DIRECTION A:
Copy the records word for word, beginning at the line that contains "bn logo, the" and continuing through the line that contains "[[181, 94]]".

EXCERPT:
<<<<

One hour before the two-man bobsleigh heats on Tuesday, Leon Greenwood got a call. With Great Britain in eighth after the first two heats, and Taylor Lawrence feeling a bit tight, the decision was made for him to sit out the final two heats. Greenwood was being asked to make his Olympic debut with sixty minutes notice.
“Put me in any situation - I’ll thrive,” wrote Greenwood on Instagram after competing. The tone is typical of the 28 year old from Batley who transitioned to bobsleigh after an injury stopped him competing as a sprinter. Speaking to him, you realise there is nothing he doesn’t believe he can do.
“This isn’t a shock to me,” says Greenwood when asked what it is like to be at the Olympics. “I’ve worked my ass off to get to this point.
“I’ve been wanting to do this since I was 10 years old. I remember saying to my mum and grandad “I’m going to be on TV one day”.
“I’m here because I’m a competitor. I’m here because I’m prepared.”
Greenwood was a promising sprinter who reached the final of the British Indoor Athletics Championships in 2019 but a cartilage injury in his ankle left doctors telling him he would never be able to sprint at a high level again.
“Initially I had a victim mindset,” he says. “Why me? Why has this happened to me? I’ve put everything into sport. I’ve missed family events. I’ve missed holidays. And now I’ve got this injury and I can’t run again.

>>>>

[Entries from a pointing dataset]
<<<<

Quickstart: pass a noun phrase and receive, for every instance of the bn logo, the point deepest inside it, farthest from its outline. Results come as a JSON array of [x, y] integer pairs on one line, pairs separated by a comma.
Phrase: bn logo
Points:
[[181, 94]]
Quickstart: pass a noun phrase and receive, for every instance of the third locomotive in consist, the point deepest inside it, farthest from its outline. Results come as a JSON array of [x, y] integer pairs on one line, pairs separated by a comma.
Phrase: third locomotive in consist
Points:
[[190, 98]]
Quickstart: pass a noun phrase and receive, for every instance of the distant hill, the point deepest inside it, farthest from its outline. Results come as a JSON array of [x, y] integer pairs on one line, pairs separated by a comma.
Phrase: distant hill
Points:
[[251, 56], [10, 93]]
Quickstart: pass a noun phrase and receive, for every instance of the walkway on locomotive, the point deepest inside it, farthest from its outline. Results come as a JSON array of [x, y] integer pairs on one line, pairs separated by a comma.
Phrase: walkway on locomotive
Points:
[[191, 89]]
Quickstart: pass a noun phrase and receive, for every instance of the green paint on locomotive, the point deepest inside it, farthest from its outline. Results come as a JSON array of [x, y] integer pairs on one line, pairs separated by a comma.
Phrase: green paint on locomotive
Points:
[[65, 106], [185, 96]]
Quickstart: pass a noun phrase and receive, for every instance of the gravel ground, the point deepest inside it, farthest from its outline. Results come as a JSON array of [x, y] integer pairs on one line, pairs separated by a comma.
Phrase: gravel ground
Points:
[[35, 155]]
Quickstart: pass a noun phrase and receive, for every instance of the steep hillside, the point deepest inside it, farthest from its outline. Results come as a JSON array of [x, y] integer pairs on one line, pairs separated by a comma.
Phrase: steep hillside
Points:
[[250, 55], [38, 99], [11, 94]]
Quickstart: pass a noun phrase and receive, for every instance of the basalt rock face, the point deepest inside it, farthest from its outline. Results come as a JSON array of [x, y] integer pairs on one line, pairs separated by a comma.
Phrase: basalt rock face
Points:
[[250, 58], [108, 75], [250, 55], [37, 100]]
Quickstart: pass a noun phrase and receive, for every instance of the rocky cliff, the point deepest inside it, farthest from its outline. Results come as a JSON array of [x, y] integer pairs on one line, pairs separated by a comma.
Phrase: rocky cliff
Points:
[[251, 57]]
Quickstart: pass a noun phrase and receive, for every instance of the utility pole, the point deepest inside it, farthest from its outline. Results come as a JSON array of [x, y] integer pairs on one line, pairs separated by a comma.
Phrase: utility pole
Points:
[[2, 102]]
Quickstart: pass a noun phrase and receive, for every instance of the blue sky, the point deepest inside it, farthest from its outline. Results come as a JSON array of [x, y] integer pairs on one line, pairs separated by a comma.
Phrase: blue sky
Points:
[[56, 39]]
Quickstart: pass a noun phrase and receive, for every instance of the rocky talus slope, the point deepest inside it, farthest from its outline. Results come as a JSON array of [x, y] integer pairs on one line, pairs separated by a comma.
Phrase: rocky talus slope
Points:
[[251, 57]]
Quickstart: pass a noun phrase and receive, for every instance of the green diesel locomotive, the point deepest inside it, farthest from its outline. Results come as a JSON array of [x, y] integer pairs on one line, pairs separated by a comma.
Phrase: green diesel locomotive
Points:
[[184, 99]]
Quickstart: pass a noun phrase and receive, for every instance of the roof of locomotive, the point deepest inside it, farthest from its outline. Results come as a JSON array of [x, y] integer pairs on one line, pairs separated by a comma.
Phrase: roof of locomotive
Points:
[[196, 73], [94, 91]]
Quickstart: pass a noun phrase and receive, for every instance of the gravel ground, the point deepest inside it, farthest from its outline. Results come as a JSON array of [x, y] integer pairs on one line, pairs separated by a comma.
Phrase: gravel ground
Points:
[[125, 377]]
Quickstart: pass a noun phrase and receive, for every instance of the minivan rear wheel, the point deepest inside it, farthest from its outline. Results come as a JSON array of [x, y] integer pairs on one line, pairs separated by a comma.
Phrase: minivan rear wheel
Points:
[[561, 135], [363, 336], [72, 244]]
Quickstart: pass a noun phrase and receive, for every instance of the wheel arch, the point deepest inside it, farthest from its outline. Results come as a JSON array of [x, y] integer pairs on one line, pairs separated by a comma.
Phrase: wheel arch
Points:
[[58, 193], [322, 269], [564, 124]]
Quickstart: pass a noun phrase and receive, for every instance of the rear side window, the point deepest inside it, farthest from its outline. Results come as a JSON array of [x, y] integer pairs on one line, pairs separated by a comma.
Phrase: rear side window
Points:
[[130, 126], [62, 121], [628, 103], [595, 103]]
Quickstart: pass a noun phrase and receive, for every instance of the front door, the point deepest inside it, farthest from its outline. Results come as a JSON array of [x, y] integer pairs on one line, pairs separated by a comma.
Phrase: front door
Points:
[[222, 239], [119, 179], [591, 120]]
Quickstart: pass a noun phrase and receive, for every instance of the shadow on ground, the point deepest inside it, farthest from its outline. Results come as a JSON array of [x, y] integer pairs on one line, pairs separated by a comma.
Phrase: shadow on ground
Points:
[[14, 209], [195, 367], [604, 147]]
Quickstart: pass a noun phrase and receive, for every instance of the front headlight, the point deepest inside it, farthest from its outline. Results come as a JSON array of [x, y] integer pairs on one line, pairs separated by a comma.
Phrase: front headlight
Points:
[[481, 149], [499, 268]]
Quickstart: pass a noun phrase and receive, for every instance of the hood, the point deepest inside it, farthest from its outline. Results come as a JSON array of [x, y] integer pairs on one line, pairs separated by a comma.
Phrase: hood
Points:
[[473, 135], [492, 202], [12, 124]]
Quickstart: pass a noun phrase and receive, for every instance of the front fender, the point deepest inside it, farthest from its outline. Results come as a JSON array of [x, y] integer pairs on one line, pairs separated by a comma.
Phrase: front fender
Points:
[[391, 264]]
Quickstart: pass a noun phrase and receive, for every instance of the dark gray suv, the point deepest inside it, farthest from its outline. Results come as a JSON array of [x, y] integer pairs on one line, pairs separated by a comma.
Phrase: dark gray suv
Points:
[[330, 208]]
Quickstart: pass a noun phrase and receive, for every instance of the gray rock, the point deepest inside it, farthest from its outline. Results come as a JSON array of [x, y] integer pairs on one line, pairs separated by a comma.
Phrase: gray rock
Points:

>>>>
<<<<

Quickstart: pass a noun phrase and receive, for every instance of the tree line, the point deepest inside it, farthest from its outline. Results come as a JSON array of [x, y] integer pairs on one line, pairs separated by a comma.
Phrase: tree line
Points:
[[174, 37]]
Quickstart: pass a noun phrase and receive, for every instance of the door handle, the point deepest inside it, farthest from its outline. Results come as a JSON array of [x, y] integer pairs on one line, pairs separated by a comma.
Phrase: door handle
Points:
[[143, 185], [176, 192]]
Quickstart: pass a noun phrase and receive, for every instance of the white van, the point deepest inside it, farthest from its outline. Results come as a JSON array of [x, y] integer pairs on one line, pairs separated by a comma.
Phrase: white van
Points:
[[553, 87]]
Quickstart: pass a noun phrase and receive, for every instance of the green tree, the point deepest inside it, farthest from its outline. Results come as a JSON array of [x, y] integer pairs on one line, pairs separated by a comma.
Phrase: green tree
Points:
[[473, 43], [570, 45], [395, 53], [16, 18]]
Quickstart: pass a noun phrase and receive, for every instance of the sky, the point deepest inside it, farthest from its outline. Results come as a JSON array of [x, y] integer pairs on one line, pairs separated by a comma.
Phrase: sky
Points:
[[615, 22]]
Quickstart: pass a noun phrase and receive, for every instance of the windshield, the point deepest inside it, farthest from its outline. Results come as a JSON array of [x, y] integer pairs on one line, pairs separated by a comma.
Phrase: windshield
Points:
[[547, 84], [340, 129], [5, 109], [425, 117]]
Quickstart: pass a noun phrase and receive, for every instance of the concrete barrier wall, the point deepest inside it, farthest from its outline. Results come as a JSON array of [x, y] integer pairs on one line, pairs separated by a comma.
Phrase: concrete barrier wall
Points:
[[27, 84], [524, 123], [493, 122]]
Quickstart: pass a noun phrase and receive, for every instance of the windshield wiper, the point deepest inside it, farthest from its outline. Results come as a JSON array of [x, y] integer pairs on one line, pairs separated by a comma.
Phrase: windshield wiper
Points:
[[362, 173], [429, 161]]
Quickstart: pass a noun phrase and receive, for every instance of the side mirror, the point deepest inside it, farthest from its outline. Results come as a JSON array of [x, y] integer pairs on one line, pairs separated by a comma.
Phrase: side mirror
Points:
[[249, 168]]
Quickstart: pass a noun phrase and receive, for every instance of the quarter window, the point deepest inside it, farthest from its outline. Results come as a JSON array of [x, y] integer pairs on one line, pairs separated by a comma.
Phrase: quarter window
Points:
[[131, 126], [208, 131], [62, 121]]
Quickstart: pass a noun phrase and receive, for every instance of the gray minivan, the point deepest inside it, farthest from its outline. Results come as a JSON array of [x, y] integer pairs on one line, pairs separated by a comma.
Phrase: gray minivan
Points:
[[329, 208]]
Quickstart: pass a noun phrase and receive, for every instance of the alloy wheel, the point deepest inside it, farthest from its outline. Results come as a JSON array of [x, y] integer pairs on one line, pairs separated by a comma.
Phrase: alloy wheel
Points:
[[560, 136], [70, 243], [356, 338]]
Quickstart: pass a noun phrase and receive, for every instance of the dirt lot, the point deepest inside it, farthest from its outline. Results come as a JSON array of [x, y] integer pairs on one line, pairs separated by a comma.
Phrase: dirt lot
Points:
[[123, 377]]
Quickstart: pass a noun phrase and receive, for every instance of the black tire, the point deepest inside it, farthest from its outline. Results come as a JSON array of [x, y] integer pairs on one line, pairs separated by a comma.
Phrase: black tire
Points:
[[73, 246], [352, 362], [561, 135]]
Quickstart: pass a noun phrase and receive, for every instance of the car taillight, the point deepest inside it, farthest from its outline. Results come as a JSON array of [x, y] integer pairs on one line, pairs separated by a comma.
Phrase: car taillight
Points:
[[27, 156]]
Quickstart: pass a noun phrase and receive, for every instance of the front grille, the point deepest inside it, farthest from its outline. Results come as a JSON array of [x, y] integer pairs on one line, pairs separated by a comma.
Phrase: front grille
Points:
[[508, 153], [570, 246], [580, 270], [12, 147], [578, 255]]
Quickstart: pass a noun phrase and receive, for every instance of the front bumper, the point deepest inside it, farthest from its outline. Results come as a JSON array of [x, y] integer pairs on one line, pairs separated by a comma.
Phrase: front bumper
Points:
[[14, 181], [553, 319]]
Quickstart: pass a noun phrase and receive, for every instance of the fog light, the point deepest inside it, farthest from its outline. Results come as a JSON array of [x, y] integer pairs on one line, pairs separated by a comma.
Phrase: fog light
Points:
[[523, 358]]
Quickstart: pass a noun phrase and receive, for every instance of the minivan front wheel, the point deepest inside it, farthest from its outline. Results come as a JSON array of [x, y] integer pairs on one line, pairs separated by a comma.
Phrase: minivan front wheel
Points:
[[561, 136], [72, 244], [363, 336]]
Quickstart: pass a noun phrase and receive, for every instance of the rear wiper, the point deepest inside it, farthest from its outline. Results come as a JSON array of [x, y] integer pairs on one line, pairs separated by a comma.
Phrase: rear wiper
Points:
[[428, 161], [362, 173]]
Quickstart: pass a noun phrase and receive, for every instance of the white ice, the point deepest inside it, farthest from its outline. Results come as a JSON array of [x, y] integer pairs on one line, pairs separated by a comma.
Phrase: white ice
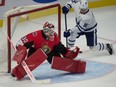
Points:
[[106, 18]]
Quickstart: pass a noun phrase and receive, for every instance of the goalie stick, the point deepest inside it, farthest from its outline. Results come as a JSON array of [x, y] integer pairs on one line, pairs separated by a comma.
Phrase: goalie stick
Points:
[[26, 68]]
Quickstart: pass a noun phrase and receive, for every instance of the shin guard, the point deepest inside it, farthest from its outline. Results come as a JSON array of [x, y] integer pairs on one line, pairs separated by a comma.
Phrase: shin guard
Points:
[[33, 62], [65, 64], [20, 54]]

>>>>

DIRECTION B:
Repeat the article on Leon Greenwood's bobsleigh debut word for word, starting with "Greenwood was a" and going on through "high level again.".

EXERCISE RESPONSE A:
Quickstart: pass a noun phrase and receive, for every instance of the bn logo, the point deepest inside it, farthest from its outline. Results come as a JSON array of [x, y] integer pairs on one line, pairs separated by a comma.
Phrase: bn logo
Points:
[[181, 94]]

EXERCISE RESPONSE B:
Greenwood was a promising sprinter who reached the final of the British Indoor Athletics Championships in 2019 but a cartilage injury in his ankle left doctors telling him he would never be able to sprint at a high level again.